**EXERCISE OBJECTIVE:**
Your task is to retype the listing word for word.

----- EXCERPTED RECORDS

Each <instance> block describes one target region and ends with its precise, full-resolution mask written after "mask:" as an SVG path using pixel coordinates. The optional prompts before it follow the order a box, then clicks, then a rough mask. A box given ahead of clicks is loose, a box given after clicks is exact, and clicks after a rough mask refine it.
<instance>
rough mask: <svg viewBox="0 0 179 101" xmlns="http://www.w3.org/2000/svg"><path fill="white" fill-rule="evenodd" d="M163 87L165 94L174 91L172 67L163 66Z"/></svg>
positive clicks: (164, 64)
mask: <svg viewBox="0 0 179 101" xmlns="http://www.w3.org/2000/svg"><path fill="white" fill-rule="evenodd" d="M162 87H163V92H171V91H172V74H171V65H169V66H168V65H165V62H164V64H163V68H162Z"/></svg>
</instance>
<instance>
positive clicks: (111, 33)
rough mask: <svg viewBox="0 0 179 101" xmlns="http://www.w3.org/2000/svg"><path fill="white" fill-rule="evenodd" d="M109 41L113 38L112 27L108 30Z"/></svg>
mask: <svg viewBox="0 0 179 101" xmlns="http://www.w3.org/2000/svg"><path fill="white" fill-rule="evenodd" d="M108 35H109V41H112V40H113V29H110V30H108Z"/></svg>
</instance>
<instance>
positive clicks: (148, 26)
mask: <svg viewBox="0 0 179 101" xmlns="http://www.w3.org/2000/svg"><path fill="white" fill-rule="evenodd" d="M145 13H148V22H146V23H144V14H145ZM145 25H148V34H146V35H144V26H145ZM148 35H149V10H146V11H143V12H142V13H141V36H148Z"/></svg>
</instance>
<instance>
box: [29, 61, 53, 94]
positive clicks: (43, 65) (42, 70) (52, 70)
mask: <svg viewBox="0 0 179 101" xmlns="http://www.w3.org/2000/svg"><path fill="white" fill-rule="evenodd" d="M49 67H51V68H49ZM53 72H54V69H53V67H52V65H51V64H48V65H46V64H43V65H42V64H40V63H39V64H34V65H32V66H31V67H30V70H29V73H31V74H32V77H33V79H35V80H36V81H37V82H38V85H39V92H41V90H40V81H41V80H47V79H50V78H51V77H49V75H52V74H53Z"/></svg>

----------

**SOLUTION:**
Each <instance> block describes one target region and ends with its precise, full-resolution mask written after "mask:" as an SVG path using pixel coordinates. The optional prompts before it follow the order a box, then clicks, then a rough mask. A box given ahead of clicks is loose, a box given after clicks is exact, and clicks after a rough mask refine it.
<instance>
rough mask: <svg viewBox="0 0 179 101" xmlns="http://www.w3.org/2000/svg"><path fill="white" fill-rule="evenodd" d="M163 87L165 94L174 91L172 67L163 66Z"/></svg>
positive clicks: (164, 64)
mask: <svg viewBox="0 0 179 101" xmlns="http://www.w3.org/2000/svg"><path fill="white" fill-rule="evenodd" d="M162 87H163V92H171V91H172V74H171V65H169V66H168V65H165V62H164V64H163V68H162Z"/></svg>
</instance>
<instance>
positive clicks: (111, 33)
rough mask: <svg viewBox="0 0 179 101" xmlns="http://www.w3.org/2000/svg"><path fill="white" fill-rule="evenodd" d="M109 41L113 38L112 27L108 30Z"/></svg>
mask: <svg viewBox="0 0 179 101" xmlns="http://www.w3.org/2000/svg"><path fill="white" fill-rule="evenodd" d="M108 35H109V41H112V40H113V29H110V30H108Z"/></svg>
</instance>
<instance>
positive clicks: (148, 26)
mask: <svg viewBox="0 0 179 101" xmlns="http://www.w3.org/2000/svg"><path fill="white" fill-rule="evenodd" d="M145 13H148V22H146V23H144V14H145ZM145 25H148V34H146V35H144V26H145ZM148 35H149V10H146V11H143V12H142V13H141V36H148Z"/></svg>
</instance>
<instance>
box: [29, 61, 53, 94]
positive clicks: (43, 65) (42, 70) (52, 70)
mask: <svg viewBox="0 0 179 101" xmlns="http://www.w3.org/2000/svg"><path fill="white" fill-rule="evenodd" d="M49 67H51V68H49ZM53 72H54V69H53V67H52V65H51V64H48V65H46V64H43V65H42V64H40V63H39V64H34V65H32V66H31V67H30V70H29V73H31V74H32V77H33V79H35V80H36V81H37V82H38V85H39V92H41V90H40V81H41V80H47V79H50V78H51V77H49V75H52V74H53Z"/></svg>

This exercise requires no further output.